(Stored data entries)
- - -

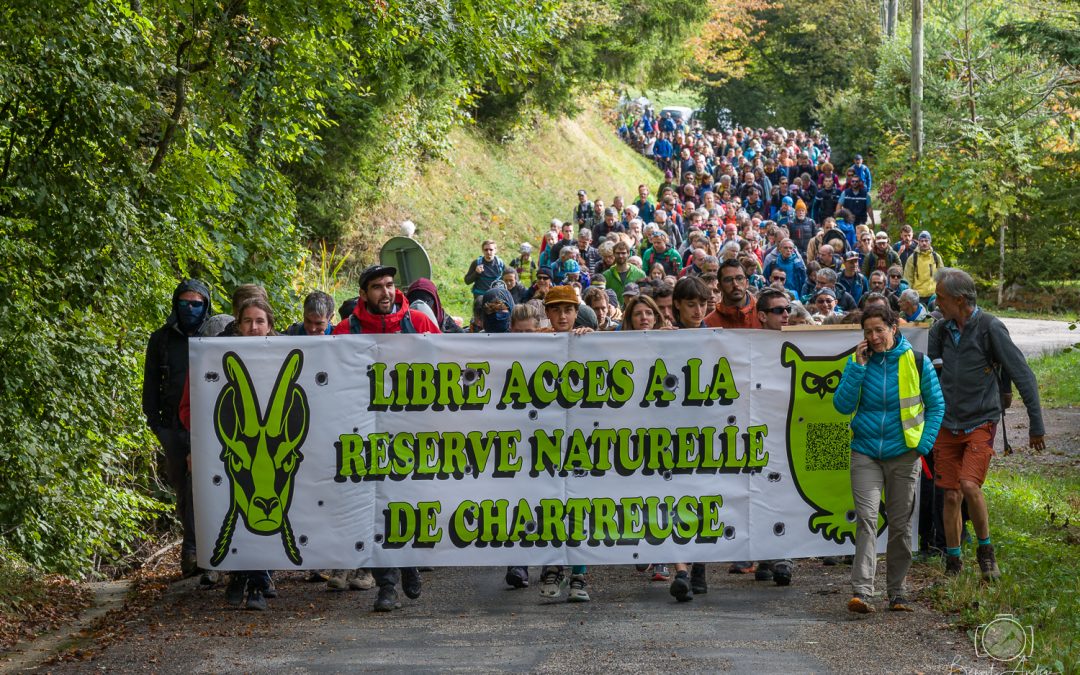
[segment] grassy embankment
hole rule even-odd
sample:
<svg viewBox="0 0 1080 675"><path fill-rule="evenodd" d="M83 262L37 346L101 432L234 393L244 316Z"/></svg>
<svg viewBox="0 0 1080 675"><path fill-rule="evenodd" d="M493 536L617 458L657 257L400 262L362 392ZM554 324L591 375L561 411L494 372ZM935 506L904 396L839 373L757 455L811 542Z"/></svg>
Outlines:
<svg viewBox="0 0 1080 675"><path fill-rule="evenodd" d="M570 218L577 190L584 188L607 205L616 194L629 203L638 184L655 192L662 178L596 110L545 121L528 138L508 144L472 131L455 132L452 141L447 161L430 165L384 204L359 216L350 243L366 244L356 247L355 261L366 265L378 244L398 233L398 223L412 220L444 304L466 319L471 295L462 277L484 239L498 242L499 256L508 263L526 241L536 257L550 220Z"/></svg>
<svg viewBox="0 0 1080 675"><path fill-rule="evenodd" d="M1044 407L1080 406L1080 350L1044 356L1031 362ZM1047 438L1048 450L1068 439ZM1032 458L996 462L984 486L990 532L1002 579L982 583L972 558L953 582L935 585L931 600L939 609L959 614L960 625L974 636L998 614L1011 614L1034 632L1029 665L1065 673L1080 672L1080 472L1075 464L1054 471Z"/></svg>

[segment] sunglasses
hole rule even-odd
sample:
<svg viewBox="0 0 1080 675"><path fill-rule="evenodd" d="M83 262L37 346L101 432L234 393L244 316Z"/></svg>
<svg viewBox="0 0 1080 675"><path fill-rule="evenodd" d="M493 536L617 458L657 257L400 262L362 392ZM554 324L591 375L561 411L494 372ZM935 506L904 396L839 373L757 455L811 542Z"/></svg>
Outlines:
<svg viewBox="0 0 1080 675"><path fill-rule="evenodd" d="M787 281L787 277L772 277L773 281Z"/></svg>
<svg viewBox="0 0 1080 675"><path fill-rule="evenodd" d="M770 307L769 309L767 309L765 311L767 311L769 314L776 314L776 315L791 314L792 308L791 308L791 305L784 305L783 307Z"/></svg>
<svg viewBox="0 0 1080 675"><path fill-rule="evenodd" d="M184 307L184 308L191 307L193 309L202 309L203 306L206 305L206 303L203 302L202 300L181 300L181 301L177 302L176 304L179 305L180 307Z"/></svg>
<svg viewBox="0 0 1080 675"><path fill-rule="evenodd" d="M538 277L536 277L536 280L537 281L551 281L551 277L538 276Z"/></svg>
<svg viewBox="0 0 1080 675"><path fill-rule="evenodd" d="M746 281L746 277L742 276L741 274L737 277L720 277L720 281L725 284L741 284L742 282Z"/></svg>
<svg viewBox="0 0 1080 675"><path fill-rule="evenodd" d="M900 278L900 276L901 276L901 275L899 275L899 274L890 274L890 275L889 275L889 278L890 278L890 279L899 279L899 278Z"/></svg>

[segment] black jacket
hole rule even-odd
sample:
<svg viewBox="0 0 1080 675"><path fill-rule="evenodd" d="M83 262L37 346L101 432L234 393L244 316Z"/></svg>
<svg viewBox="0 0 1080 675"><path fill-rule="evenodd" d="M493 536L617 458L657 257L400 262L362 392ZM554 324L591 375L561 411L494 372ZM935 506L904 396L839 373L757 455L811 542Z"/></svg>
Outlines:
<svg viewBox="0 0 1080 675"><path fill-rule="evenodd" d="M210 289L201 281L187 279L173 291L172 313L165 325L150 334L143 367L142 406L146 424L154 431L180 428L180 397L188 372L188 336L180 328L177 303L180 294L187 291L195 291L206 301L205 317L212 314ZM198 329L193 334L197 333Z"/></svg>

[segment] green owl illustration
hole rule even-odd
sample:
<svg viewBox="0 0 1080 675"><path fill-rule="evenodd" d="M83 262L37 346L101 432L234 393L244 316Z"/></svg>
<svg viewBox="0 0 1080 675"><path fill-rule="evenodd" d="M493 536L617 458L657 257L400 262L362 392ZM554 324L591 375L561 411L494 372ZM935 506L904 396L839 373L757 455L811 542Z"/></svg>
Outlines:
<svg viewBox="0 0 1080 675"><path fill-rule="evenodd" d="M844 362L854 348L832 356L805 356L785 342L781 363L791 368L788 401L788 463L799 494L814 512L810 531L838 544L855 541L851 495L851 416L833 407ZM879 517L879 532L884 520Z"/></svg>

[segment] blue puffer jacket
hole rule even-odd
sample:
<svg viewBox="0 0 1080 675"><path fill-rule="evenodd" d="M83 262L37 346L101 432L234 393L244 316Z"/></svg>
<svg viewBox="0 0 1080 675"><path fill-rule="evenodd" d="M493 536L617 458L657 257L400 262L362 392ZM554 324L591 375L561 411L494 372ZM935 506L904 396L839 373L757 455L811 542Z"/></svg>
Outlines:
<svg viewBox="0 0 1080 675"><path fill-rule="evenodd" d="M844 415L855 413L851 429L851 449L874 459L899 457L909 450L900 425L900 382L897 373L900 355L911 349L904 336L897 336L896 346L883 354L871 354L865 366L848 361L840 386L833 395L833 406ZM945 417L945 398L941 395L937 373L930 359L923 356L921 389L925 423L922 439L916 448L926 455L934 447L941 420Z"/></svg>

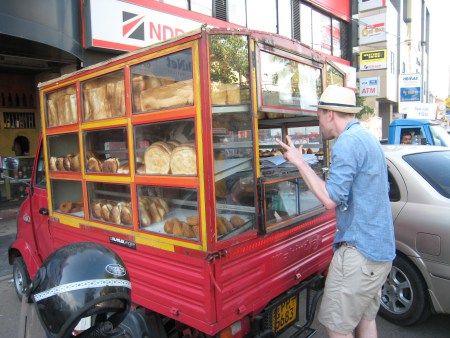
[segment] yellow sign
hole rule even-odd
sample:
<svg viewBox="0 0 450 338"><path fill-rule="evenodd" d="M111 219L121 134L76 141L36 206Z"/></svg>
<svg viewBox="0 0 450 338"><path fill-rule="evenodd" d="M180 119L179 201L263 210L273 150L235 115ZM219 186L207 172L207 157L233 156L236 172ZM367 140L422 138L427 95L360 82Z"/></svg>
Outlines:
<svg viewBox="0 0 450 338"><path fill-rule="evenodd" d="M445 106L447 108L450 108L450 97L447 97L447 99L445 99Z"/></svg>
<svg viewBox="0 0 450 338"><path fill-rule="evenodd" d="M387 49L371 50L359 54L359 70L384 69L387 67Z"/></svg>

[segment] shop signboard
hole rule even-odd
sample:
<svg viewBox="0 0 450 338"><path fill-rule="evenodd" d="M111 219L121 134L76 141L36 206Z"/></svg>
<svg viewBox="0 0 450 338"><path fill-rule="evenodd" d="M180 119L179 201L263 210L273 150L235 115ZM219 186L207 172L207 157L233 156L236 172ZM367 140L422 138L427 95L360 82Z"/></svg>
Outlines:
<svg viewBox="0 0 450 338"><path fill-rule="evenodd" d="M362 77L359 80L360 96L378 96L380 94L380 78Z"/></svg>
<svg viewBox="0 0 450 338"><path fill-rule="evenodd" d="M420 74L400 74L400 102L420 102L422 80Z"/></svg>
<svg viewBox="0 0 450 338"><path fill-rule="evenodd" d="M378 49L359 54L359 70L374 70L387 68L387 50Z"/></svg>
<svg viewBox="0 0 450 338"><path fill-rule="evenodd" d="M358 1L358 10L368 11L369 9L375 9L386 6L386 0L359 0Z"/></svg>
<svg viewBox="0 0 450 338"><path fill-rule="evenodd" d="M359 44L386 41L386 13L359 19Z"/></svg>
<svg viewBox="0 0 450 338"><path fill-rule="evenodd" d="M399 104L399 113L411 119L436 119L435 103L403 102Z"/></svg>

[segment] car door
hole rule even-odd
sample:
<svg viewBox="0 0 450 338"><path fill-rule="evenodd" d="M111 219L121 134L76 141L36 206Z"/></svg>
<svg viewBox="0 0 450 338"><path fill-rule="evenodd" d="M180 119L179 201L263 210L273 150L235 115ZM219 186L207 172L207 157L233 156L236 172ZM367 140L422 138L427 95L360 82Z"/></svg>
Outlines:
<svg viewBox="0 0 450 338"><path fill-rule="evenodd" d="M47 186L42 140L32 177L31 215L39 256L44 260L53 251L53 240L48 216Z"/></svg>
<svg viewBox="0 0 450 338"><path fill-rule="evenodd" d="M387 165L389 200L391 201L392 219L395 222L395 219L398 217L400 211L403 209L406 201L408 200L408 191L402 175L389 159L387 159Z"/></svg>

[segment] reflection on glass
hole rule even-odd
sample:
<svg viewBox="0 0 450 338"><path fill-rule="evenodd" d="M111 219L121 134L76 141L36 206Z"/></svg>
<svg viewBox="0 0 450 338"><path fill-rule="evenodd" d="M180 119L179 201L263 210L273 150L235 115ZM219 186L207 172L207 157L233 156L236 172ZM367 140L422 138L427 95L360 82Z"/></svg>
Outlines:
<svg viewBox="0 0 450 338"><path fill-rule="evenodd" d="M78 122L75 85L47 94L47 127Z"/></svg>
<svg viewBox="0 0 450 338"><path fill-rule="evenodd" d="M250 102L248 39L240 35L210 35L211 99L213 105Z"/></svg>
<svg viewBox="0 0 450 338"><path fill-rule="evenodd" d="M331 36L333 39L333 55L337 57L342 57L342 49L341 49L341 21L332 18L332 32Z"/></svg>
<svg viewBox="0 0 450 338"><path fill-rule="evenodd" d="M319 126L288 128L288 135L296 146L303 146L305 154L317 154L319 150L323 151Z"/></svg>
<svg viewBox="0 0 450 338"><path fill-rule="evenodd" d="M54 211L84 217L81 182L51 180L50 186Z"/></svg>
<svg viewBox="0 0 450 338"><path fill-rule="evenodd" d="M213 142L217 235L227 239L255 224L250 112L213 114Z"/></svg>
<svg viewBox="0 0 450 338"><path fill-rule="evenodd" d="M260 55L264 106L317 110L320 69L263 51Z"/></svg>
<svg viewBox="0 0 450 338"><path fill-rule="evenodd" d="M299 216L321 205L300 179L291 179L265 186L266 225Z"/></svg>
<svg viewBox="0 0 450 338"><path fill-rule="evenodd" d="M136 173L197 175L194 120L134 127Z"/></svg>
<svg viewBox="0 0 450 338"><path fill-rule="evenodd" d="M81 171L78 134L48 136L50 171Z"/></svg>
<svg viewBox="0 0 450 338"><path fill-rule="evenodd" d="M137 192L141 230L200 239L195 189L138 186Z"/></svg>
<svg viewBox="0 0 450 338"><path fill-rule="evenodd" d="M131 67L133 113L194 104L192 50Z"/></svg>
<svg viewBox="0 0 450 338"><path fill-rule="evenodd" d="M84 132L87 173L130 173L126 128Z"/></svg>
<svg viewBox="0 0 450 338"><path fill-rule="evenodd" d="M327 65L327 86L329 85L344 87L344 74L331 65Z"/></svg>
<svg viewBox="0 0 450 338"><path fill-rule="evenodd" d="M132 227L130 186L88 182L90 219Z"/></svg>
<svg viewBox="0 0 450 338"><path fill-rule="evenodd" d="M81 84L84 121L125 115L123 71L107 74Z"/></svg>

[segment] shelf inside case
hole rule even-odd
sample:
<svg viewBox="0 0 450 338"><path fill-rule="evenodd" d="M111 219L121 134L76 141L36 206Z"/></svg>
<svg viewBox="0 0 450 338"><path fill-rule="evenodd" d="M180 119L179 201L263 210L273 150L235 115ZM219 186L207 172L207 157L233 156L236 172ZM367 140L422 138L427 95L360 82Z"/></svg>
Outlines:
<svg viewBox="0 0 450 338"><path fill-rule="evenodd" d="M47 141L50 171L81 171L80 146L77 133L50 135Z"/></svg>
<svg viewBox="0 0 450 338"><path fill-rule="evenodd" d="M84 217L83 191L80 181L50 181L54 212Z"/></svg>
<svg viewBox="0 0 450 338"><path fill-rule="evenodd" d="M75 85L55 90L46 95L46 118L47 127L58 127L78 122Z"/></svg>

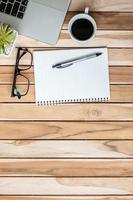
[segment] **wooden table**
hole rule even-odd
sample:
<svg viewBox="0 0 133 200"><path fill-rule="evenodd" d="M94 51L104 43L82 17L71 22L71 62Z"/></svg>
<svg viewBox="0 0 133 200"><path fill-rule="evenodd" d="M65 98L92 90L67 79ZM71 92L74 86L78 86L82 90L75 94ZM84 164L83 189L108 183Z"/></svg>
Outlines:
<svg viewBox="0 0 133 200"><path fill-rule="evenodd" d="M11 98L16 52L1 57L0 200L133 200L133 0L86 2L98 25L91 43L68 35L69 19L84 8L73 0L56 46L24 36L17 46L108 46L111 101L37 107L33 68L28 95Z"/></svg>

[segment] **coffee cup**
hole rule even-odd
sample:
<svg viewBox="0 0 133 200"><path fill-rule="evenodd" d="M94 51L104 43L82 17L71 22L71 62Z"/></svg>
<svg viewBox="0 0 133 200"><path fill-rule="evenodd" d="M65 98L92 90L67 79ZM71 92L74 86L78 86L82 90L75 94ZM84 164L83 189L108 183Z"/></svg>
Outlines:
<svg viewBox="0 0 133 200"><path fill-rule="evenodd" d="M96 35L97 25L89 15L89 8L85 12L75 15L68 24L68 32L71 38L77 42L85 43Z"/></svg>

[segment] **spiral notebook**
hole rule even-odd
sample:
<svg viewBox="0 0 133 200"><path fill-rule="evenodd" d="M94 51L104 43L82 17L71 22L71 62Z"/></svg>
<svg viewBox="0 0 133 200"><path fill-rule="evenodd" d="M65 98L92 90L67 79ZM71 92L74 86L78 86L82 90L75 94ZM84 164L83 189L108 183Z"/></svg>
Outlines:
<svg viewBox="0 0 133 200"><path fill-rule="evenodd" d="M52 68L56 63L96 52L102 52L102 55L70 67ZM110 99L107 48L35 51L34 75L38 105Z"/></svg>

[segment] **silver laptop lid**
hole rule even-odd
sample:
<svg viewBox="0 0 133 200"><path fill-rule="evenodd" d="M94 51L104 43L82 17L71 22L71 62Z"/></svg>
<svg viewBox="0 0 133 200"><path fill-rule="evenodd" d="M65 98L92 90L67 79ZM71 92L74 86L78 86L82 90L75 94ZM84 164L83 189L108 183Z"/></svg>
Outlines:
<svg viewBox="0 0 133 200"><path fill-rule="evenodd" d="M30 0L19 33L56 44L70 0Z"/></svg>

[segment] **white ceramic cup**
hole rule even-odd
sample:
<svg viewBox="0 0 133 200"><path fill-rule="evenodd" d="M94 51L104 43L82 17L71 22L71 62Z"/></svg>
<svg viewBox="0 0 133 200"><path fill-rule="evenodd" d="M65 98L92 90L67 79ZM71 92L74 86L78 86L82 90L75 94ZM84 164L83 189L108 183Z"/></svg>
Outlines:
<svg viewBox="0 0 133 200"><path fill-rule="evenodd" d="M92 35L86 39L86 40L79 40L78 38L76 38L73 33L72 33L72 26L74 24L74 22L76 22L78 19L87 19L89 22L91 22L92 26L93 26L93 33ZM71 38L73 40L75 40L76 42L80 42L80 43L86 43L90 40L92 40L95 35L96 35L96 31L97 31L97 25L96 25L96 22L95 20L89 15L89 8L85 8L85 12L84 13L81 13L81 14L77 14L75 15L69 22L68 24L68 32L69 32L69 35L71 36Z"/></svg>

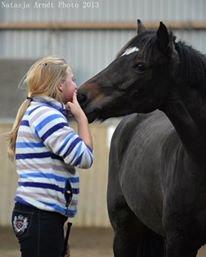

- - -

TASK REQUIREMENTS:
From the records above, copy every line that includes the word "jacket".

TASK RESULT:
[segment] black jacket
[segment] blue puffer jacket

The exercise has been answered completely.